■ **抜粋箇所**
++++++
遊びと子どもについて語り尽くす

地域に子どもの遊び場を作るプレイリーダーという仕事をしています。

冒険遊び場(プレイパーク)と子どもの「やってみたい!」❸

❸子どもの気持ちを尊重しようとするあまり、いつの間にか自分自身に無理強いしてしまう事があります。

 

 例えば僕が自分の感情を隠してばかりいると、共に過ごす子どもにとっては「何をしても怒らない都合の良い大人」ではあっても、「一緒にいて安心できる人」にはなりきれてないと思うのです。だって、感情が読めないんだから。

 また、そもそも僕が無理をして心や体を壊してしまったら、遊び場の運営に支障をきたすと思います。すると、それは子どもが居場所を失くす事になりかねません。

 

 だからそんな時は、「僕自身の感じ方も、キミの感じ方と同じくらい大切にする価値がある」と思い出すようにしています。もちろん「自分の欲求に関して子どもに一歩も譲らない」ということではありません。
 
 例えば「あと1時間もしたら、僕は家に帰って明日のために準備する必要があるんだ。だから、子どもがいつ帰るか分からない事に、こんなにもヤキモキするんだな」などとハッキリ言葉にしてみます。1人でこれを呟いてみたり、可能なら子どもに直接相談してみたりします。すると、残りの遊び時間を決める流れになるかもしれません。そうはならないかもしれませんが。

 

 それでも、言葉にしないよりは、僕自身の折り合いがつく事が重要なのです。

 

 決して簡単でも便利でもないと思いますが、子どもが自分を大切に想える事が望みだからこそ、僕は自分の感情も子どもの「やってみたい」と同じくらい大切に考える事にしています。

冒険遊び場(プレイパーク)と子どもの「やってみたい」❷

❷「子どもの"やってみたい"を尊重する」というのは、もちろん「ただ子どもの要求に従う」という事ではありません。

 

 例えば、遊び場の閉場時間、子どもが「まだ帰りたくない!もっと遊びたい!」などと癇癪を起こしている時はどうでしょう。余裕のある返答が出来ない時もあるでしょう。しかし、普段から意識する事で、自分が"聞く耳を持つ"というのは可能になるかと思います。

 

 例えば、「帰りたくないのかあ」と、子どもの気持ちを噛み締めてみる。それが出来たなら、言葉をただ伝え返すだけでも子どもからすれば「聞く耳を持たれた」ことになるかもしれません。

 また、その子どもをよーく観察していたのならば、「まだ何かやりたい事がある?そういうわけではないけど、ただ気持ちを受け止めて欲しい?」などと、言動からは容易に読み取れない、深い動機を見立てる事ができるかもしれません。それならば、「今はまだここにいたいのかな。それをわかって欲しくて嫌な気分かい?」などと聞いてみれば、ヒントを得られるかも、しれません。

 

 こんなふうに、子どもの感情に全身で耳を傾ける事が出来たなら、「子どもを説得したり、だまくらかしたり、力づくで帰らせる以外にも選択肢はあったんだ」と気づきます。※子どもがこれで帰るかどうかはわかりませんが。

 


 聞く耳を持つ事は、僕自身が自分を追い込まずに、自由に解き放たれるための重要な要素です。
++++++
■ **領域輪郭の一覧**
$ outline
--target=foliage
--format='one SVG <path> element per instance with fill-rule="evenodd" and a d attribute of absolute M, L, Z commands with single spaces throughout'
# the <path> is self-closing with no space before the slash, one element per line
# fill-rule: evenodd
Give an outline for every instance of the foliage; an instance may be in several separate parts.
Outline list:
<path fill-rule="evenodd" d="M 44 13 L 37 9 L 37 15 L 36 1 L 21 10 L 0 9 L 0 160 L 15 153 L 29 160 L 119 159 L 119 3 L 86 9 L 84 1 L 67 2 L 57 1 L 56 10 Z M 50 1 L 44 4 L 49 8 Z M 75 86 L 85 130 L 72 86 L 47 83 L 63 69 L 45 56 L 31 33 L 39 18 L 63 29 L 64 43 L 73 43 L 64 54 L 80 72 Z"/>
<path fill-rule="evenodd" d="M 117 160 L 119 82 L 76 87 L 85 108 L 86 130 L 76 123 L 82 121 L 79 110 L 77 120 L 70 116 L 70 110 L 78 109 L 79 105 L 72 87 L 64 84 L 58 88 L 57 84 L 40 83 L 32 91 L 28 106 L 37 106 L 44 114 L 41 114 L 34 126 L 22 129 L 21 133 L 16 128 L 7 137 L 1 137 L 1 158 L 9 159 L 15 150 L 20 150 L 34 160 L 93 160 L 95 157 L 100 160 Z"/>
++++++
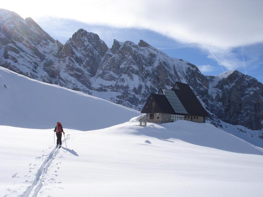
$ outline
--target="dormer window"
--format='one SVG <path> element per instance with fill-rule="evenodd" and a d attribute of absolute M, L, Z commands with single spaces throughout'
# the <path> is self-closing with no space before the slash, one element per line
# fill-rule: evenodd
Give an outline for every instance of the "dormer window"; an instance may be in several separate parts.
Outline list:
++++++
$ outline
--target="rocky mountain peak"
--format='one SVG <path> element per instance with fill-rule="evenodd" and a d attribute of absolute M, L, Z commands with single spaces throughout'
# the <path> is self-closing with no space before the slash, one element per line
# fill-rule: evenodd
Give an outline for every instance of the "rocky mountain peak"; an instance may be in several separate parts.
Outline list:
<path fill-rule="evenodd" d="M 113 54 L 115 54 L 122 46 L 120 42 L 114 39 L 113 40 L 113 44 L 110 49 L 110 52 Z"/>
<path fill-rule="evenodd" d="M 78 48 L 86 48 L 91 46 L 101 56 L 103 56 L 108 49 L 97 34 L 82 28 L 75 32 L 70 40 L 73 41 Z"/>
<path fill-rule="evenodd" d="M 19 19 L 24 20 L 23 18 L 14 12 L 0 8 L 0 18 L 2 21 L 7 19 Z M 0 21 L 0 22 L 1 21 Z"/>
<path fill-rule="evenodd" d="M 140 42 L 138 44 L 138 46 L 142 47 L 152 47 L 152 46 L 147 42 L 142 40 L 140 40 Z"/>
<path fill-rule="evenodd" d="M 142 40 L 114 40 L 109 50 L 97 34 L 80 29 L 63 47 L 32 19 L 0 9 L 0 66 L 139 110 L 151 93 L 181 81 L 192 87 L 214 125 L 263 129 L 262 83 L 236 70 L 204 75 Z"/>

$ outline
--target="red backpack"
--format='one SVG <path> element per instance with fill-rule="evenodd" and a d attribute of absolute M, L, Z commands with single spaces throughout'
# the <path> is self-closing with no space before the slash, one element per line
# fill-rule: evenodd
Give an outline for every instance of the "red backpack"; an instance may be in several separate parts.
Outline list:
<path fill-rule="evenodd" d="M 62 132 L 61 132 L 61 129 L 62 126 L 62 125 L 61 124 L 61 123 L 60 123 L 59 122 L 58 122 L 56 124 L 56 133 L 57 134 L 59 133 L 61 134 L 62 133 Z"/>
++++++
■ **課題**
冒険遊び場と子どもの気持ちを扱った文章の続きを、最後の一文の後から書く。

■ **解答**
冒険遊び場(プレイパーク)と 子どもの「やってみたい」❶

 子どもがいつか自分の欲求に折り合いをつけられるようになるには、ひたすら我慢する経験より、「やってみたい!」を納得いくまでやってみる経験が必要だと思います。「やってみる」ができたから、「やめておく」も主体的に選べるようになるのではないでしょうか。だから、それがいかに子どもっぽくて、いかに馬鹿げていようと、また多少は危なかろうと、ちょっと他人に迷惑かもしれない行為だろうと、(リスクの少ない幼いうちに)出来るだけ尊重されて欲しい、と思うのです。

"生きようとする力"

❶"遊び"と"生きようとする力"

 


 僕は10代後半から20代にかけて、トイレに行くのも不安で、オシッコをペットボトルに溜め込んでしまうほどの引きこもりでした。寝るか夢想するか以外は、過食嘔吐を繰り返す毎日。いつのまにか、チラシの裏に絵を描き始めていました。他人から見てキモかろうが下手かろうが全く気にする事なく、「理想の恋人(綾波レイっぽい誰か)」とか、「ただの青空」とか、「手」「変形した顔」だとかを鉛筆とかクレヨンで無我夢中に描きまくったものです。それが一歩も外に出ることができない自分を解放する、生きようとした結果。つまり遊びだったのでしょう。18の頃です。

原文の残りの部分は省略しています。